Peter Stuart Ney, instituteur d’une petite ville de Caroline du Sud en 1819, était-il le maréchal Ney ?



Michel Ney, duc d'Eichingen, prince de la Moscova, maréchal de l'Empire en 1804.

(Meynier Charles, 1768-1832) - DR -

A Brownsville, Caroline du Sud, Etats-Unis d’Amérique, Peter Stuart Ney avait été engagé comme instituteur, en 1819, pour remplacer l’instituteur précédent parti à la retraite. Très contents de lui avoir trouvé un remplaçant, les parents d’élèves eurent bientôt l’occasion de se féliciter du nouveau maître. Intelligent, vêtu à la militaire, ponctuel, sourcilleux sur la discipline, il avait ainsi décliné ses qualités lors de son embauche :
— Je viens de consacrer trois années à une étude approfondie du grec, du latin et des mathématiques.
Et cela avait suffi à imposer le respect. D’autant que, dans sa classe, Peter Stuart Ney n’admet pas le moindre écart. « Un jour, raconta plus tard l’un de ses élèves, je restai délibérément – dans un accès de rébellion – les talons écartés malgré le commandement de garde à vous ! Il vint alors vers moi et me marcha sur le pied avec une telle force que je n’oubliai jamais la leçon. »
Sévère ? Oui. Mais juste. Un autre jour, ayant noté que des melons d’eau avaient été volés, sans doute par des élèves gourmands, il essaya de découvrir les coupables. L’un des « suspects » interrogés lui ayant déclaré : « Je connais ceux qui ont fait ça, mais je ne peux pas les trahir », il félicitera le garçon : « Tu as raison. J’espère que tous imiteront ton silence. »
Evoquant le souvenir de ce Ney d’outre-Atlantique dans un ancien numéro d’Historia, en 1960, Bernard Boringe souligne d’autres traits du bonhomme : « Toujours complaisant, il apprenait aux enfants à se tenir à cheval (lui-même montait magnifiquement) ; il aidait ses voisins à rédiger leurs lettres ; il leur donnait des conseils pour soigner les chevaux et même pour construire des ponts ou des écluses. Avide de lecture, il s’intéressait aux journaux, il écrivait des articles ou des poèmes en vers. Il savait dessiner et peindre à l’aquarelle et, surtout, il adorait la musique.

> Données fournies:
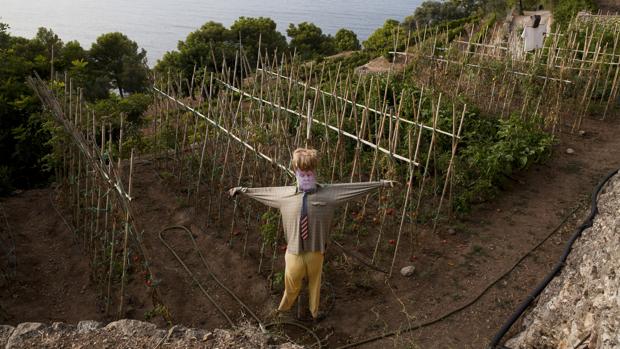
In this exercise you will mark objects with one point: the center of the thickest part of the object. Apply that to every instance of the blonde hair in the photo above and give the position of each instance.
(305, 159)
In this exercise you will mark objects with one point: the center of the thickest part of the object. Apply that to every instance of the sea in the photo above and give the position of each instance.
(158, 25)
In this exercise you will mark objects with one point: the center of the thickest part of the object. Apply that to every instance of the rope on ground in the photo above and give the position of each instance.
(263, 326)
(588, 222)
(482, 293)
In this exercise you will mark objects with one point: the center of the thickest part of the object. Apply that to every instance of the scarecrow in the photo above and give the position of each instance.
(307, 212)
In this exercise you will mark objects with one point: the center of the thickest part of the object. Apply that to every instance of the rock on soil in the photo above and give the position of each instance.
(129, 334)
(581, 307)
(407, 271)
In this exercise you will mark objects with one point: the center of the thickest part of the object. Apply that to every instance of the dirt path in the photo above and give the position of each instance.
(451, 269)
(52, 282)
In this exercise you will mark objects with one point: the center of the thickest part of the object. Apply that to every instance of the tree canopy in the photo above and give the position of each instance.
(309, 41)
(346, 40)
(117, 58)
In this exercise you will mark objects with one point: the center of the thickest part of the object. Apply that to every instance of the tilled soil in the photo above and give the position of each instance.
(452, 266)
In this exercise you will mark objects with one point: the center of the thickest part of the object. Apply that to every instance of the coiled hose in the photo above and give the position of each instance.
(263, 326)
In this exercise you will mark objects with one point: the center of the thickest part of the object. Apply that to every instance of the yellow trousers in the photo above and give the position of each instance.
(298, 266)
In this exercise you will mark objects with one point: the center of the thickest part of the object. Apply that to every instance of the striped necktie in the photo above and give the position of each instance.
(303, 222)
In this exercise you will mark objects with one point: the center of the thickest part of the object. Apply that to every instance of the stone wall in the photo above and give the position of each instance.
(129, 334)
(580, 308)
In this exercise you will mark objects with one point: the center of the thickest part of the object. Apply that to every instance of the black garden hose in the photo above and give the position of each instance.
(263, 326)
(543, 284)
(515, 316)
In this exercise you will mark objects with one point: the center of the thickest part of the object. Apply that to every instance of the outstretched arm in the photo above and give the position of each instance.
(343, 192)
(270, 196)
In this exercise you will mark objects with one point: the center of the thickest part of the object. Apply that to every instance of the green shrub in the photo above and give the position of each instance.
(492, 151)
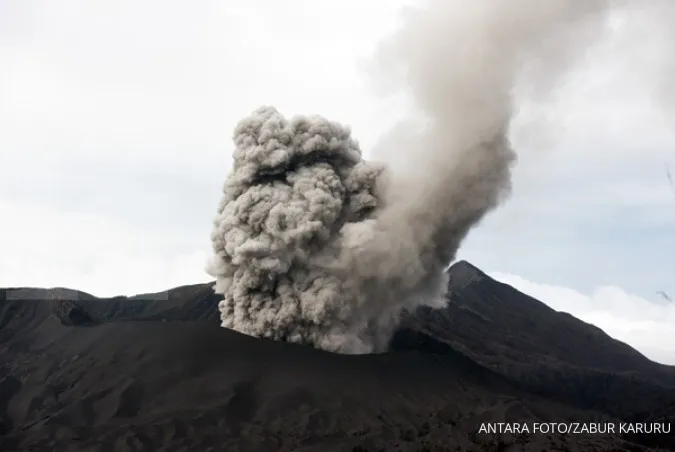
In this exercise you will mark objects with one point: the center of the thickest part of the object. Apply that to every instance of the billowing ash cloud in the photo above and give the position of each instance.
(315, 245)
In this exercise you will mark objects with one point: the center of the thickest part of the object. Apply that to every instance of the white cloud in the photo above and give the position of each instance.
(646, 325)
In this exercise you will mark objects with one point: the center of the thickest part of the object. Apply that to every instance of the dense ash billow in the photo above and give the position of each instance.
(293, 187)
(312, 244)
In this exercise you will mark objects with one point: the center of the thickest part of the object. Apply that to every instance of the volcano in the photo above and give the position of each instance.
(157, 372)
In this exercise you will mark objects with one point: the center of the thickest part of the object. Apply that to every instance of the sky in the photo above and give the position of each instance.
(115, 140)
* * *
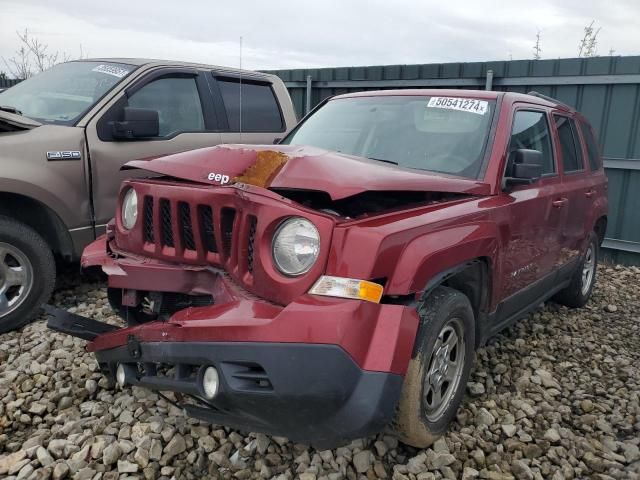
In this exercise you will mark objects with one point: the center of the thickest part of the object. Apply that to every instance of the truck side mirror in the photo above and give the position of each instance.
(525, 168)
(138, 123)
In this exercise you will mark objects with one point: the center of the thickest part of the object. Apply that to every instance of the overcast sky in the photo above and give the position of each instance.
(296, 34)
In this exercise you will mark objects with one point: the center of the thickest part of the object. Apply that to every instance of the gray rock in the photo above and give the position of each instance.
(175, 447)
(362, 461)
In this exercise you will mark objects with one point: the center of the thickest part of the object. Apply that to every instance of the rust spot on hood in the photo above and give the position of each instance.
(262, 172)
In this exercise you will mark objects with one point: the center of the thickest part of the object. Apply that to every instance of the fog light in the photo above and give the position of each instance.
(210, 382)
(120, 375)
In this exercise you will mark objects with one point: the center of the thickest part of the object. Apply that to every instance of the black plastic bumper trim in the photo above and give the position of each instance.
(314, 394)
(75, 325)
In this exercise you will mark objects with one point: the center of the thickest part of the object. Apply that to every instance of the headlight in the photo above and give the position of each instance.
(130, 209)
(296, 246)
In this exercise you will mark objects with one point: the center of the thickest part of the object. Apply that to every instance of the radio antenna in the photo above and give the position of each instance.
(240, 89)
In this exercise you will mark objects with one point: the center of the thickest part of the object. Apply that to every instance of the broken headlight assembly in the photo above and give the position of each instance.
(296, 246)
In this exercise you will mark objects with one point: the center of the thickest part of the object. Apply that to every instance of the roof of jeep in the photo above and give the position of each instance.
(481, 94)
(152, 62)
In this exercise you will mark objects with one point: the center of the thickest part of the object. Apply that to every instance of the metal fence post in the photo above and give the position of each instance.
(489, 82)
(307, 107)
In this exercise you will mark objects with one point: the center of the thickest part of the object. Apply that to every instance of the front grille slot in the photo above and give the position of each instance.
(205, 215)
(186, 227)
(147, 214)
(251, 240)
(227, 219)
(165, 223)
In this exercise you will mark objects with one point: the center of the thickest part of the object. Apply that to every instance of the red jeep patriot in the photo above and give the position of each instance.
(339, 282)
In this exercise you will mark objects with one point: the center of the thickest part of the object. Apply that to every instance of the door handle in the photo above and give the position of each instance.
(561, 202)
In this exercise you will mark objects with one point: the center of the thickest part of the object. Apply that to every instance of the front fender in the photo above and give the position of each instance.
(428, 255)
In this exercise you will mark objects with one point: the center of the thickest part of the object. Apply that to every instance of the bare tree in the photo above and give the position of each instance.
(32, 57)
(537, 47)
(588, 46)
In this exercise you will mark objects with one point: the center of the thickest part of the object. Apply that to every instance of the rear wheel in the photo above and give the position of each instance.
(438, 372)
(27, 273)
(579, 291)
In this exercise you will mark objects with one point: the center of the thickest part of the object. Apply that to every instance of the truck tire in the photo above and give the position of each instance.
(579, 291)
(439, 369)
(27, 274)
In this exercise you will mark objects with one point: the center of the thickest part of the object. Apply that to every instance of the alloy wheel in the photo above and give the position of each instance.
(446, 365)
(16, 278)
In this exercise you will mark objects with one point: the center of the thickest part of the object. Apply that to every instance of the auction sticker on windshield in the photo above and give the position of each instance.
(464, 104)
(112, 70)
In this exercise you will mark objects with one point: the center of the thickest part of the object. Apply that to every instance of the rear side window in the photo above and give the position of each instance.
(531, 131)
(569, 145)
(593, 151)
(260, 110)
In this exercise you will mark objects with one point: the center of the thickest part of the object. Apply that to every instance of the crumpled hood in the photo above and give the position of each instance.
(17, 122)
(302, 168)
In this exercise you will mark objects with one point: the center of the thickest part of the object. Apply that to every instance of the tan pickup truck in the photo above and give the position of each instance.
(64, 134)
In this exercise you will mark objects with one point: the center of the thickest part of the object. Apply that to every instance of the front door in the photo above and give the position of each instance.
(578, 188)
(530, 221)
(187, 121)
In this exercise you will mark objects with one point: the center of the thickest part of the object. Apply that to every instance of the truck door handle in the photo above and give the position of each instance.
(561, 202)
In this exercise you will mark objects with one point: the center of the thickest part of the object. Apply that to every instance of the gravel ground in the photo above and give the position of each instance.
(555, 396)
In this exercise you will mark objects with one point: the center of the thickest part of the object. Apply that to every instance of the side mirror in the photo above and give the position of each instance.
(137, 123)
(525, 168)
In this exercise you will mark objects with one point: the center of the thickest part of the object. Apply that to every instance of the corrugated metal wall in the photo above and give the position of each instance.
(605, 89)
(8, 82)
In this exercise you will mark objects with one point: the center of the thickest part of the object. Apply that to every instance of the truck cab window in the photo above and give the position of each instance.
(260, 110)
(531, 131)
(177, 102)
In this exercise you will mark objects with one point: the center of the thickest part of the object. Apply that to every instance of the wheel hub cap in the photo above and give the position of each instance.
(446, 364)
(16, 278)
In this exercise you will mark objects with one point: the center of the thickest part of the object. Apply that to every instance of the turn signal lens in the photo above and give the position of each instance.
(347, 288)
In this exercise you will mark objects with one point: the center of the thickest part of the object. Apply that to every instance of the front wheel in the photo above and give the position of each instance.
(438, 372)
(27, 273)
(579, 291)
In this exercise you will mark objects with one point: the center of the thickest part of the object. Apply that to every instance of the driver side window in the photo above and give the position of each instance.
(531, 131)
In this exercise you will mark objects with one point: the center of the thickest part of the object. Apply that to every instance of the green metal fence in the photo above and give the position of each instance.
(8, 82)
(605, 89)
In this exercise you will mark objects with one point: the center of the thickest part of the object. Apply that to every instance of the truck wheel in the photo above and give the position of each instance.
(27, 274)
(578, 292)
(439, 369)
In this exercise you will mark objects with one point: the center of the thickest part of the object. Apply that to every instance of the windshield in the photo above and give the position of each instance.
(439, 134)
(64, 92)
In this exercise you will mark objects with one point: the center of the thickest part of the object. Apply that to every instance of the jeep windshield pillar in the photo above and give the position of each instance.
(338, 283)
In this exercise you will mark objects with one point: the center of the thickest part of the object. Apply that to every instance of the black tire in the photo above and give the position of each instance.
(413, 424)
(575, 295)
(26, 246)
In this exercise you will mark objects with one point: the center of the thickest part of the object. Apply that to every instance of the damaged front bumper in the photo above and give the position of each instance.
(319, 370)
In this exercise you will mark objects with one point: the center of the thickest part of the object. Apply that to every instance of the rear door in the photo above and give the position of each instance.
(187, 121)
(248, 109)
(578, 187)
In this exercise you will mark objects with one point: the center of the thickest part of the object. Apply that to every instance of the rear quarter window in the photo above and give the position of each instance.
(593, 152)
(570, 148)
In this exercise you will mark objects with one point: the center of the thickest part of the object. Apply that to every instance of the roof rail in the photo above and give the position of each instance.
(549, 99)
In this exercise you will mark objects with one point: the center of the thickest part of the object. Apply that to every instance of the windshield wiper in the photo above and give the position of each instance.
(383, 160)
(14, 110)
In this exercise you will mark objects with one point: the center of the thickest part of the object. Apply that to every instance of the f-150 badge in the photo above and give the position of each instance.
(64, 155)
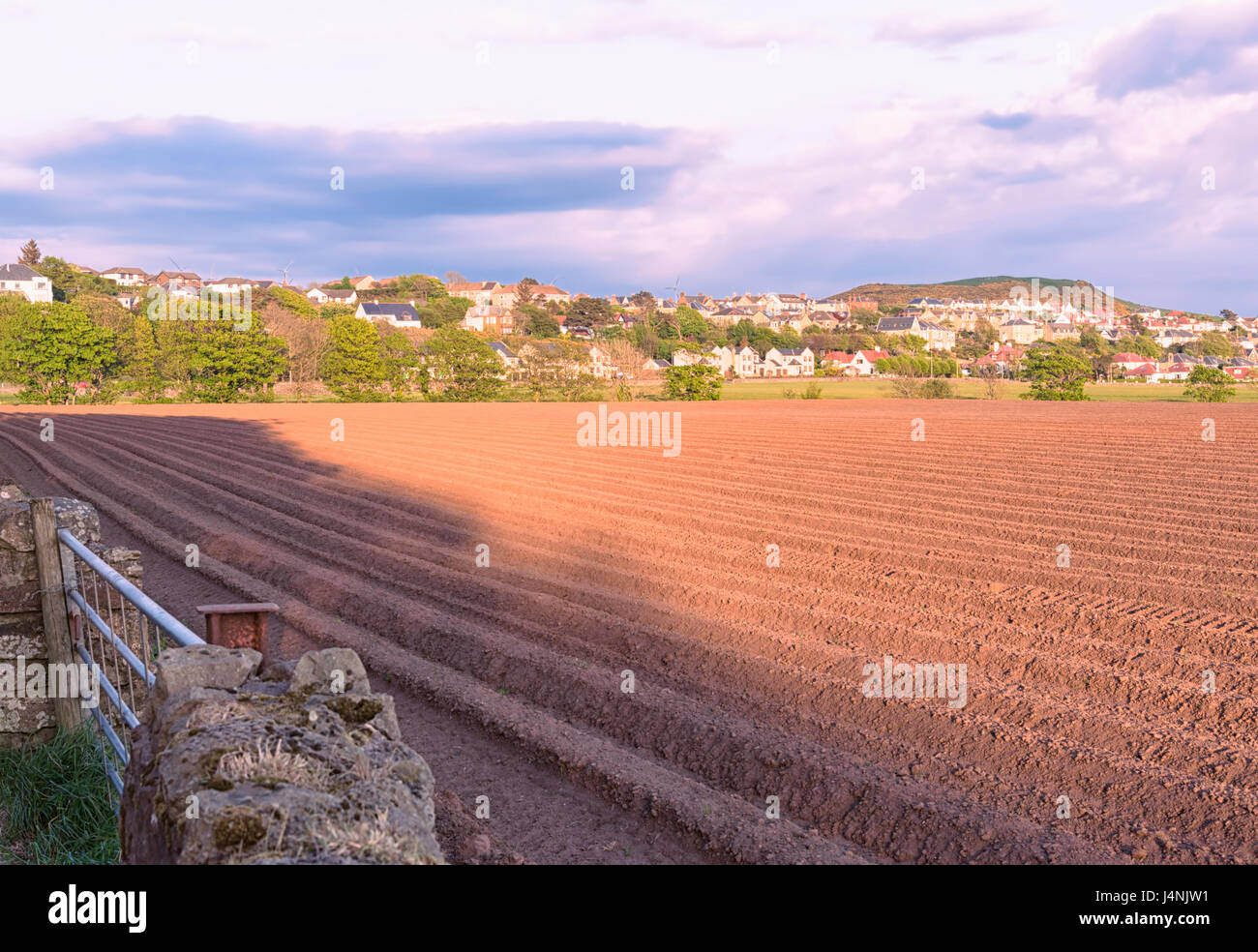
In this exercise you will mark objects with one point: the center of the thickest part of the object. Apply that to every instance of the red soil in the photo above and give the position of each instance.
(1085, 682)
==
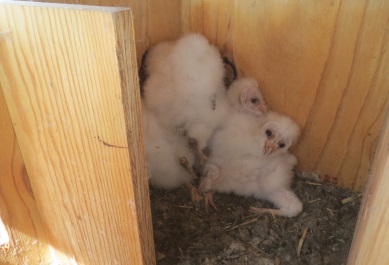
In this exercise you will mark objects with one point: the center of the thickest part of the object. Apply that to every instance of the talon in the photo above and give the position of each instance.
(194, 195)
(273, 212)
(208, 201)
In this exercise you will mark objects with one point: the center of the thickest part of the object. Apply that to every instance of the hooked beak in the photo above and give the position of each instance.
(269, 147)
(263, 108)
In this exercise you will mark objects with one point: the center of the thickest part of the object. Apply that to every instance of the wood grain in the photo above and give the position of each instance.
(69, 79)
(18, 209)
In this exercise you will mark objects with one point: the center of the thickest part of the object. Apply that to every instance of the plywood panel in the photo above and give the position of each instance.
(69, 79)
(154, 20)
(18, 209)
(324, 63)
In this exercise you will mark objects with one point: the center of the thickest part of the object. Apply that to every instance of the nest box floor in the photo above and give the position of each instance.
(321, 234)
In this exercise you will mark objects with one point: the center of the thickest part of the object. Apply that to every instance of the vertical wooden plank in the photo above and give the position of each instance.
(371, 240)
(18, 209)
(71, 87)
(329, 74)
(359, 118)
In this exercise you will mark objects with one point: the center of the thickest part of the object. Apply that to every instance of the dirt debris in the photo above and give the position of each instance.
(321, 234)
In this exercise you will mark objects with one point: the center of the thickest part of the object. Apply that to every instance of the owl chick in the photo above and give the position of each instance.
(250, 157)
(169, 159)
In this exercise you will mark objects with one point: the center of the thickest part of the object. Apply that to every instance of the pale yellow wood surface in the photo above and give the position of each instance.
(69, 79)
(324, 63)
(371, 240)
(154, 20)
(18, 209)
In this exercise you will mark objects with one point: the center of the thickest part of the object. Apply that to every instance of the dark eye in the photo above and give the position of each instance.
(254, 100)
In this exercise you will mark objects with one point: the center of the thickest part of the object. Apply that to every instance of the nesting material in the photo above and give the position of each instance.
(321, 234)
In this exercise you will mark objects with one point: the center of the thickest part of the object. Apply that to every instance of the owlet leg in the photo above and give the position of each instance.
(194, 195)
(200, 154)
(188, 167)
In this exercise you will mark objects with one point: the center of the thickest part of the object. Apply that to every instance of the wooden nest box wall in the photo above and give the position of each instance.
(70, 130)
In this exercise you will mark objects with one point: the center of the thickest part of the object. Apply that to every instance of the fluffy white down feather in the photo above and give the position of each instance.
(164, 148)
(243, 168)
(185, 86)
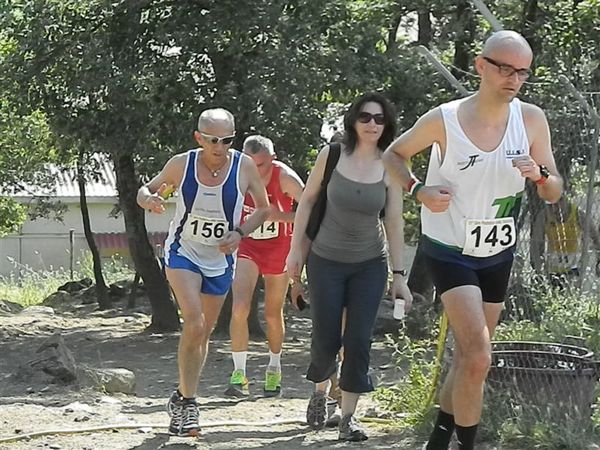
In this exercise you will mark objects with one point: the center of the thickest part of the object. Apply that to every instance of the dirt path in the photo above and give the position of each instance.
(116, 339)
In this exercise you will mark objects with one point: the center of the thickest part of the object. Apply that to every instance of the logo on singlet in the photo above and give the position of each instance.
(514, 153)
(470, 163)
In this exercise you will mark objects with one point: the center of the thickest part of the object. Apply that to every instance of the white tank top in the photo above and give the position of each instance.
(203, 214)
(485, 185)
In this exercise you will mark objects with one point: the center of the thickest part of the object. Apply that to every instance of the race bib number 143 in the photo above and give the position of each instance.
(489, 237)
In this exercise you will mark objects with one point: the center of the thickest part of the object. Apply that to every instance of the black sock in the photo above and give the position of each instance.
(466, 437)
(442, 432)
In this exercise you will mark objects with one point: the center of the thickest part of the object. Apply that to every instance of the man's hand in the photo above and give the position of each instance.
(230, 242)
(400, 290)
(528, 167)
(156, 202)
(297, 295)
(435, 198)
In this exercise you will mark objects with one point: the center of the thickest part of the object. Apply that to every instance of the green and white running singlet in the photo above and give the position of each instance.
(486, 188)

> Travail à faire:
**A.** Énumérez les disciplines que Peter Stuart Ney dit avoir étudiées pendant trois années, d'après le texte sur Peter Stuart Ney.
**B.** Reproduisez fidèlement, s'il vous plaît, le passage du texte sur Peter Stuart Ney qui va de "Peter Stuart Ney, instituteur" jusqu'à "l'Empire en 1804." inclus.

> Résultats dans l'ordre:
**A.** Le grec, le latin et les mathématiques.

**B.**
Peter Stuart Ney, instituteur d’une petite ville de Caroline du Sud en 1819, était-il le maréchal Ney ?



Michel Ney, duc d'Eichingen, prince de la Moscova, maréchal de l'Empire en 1804.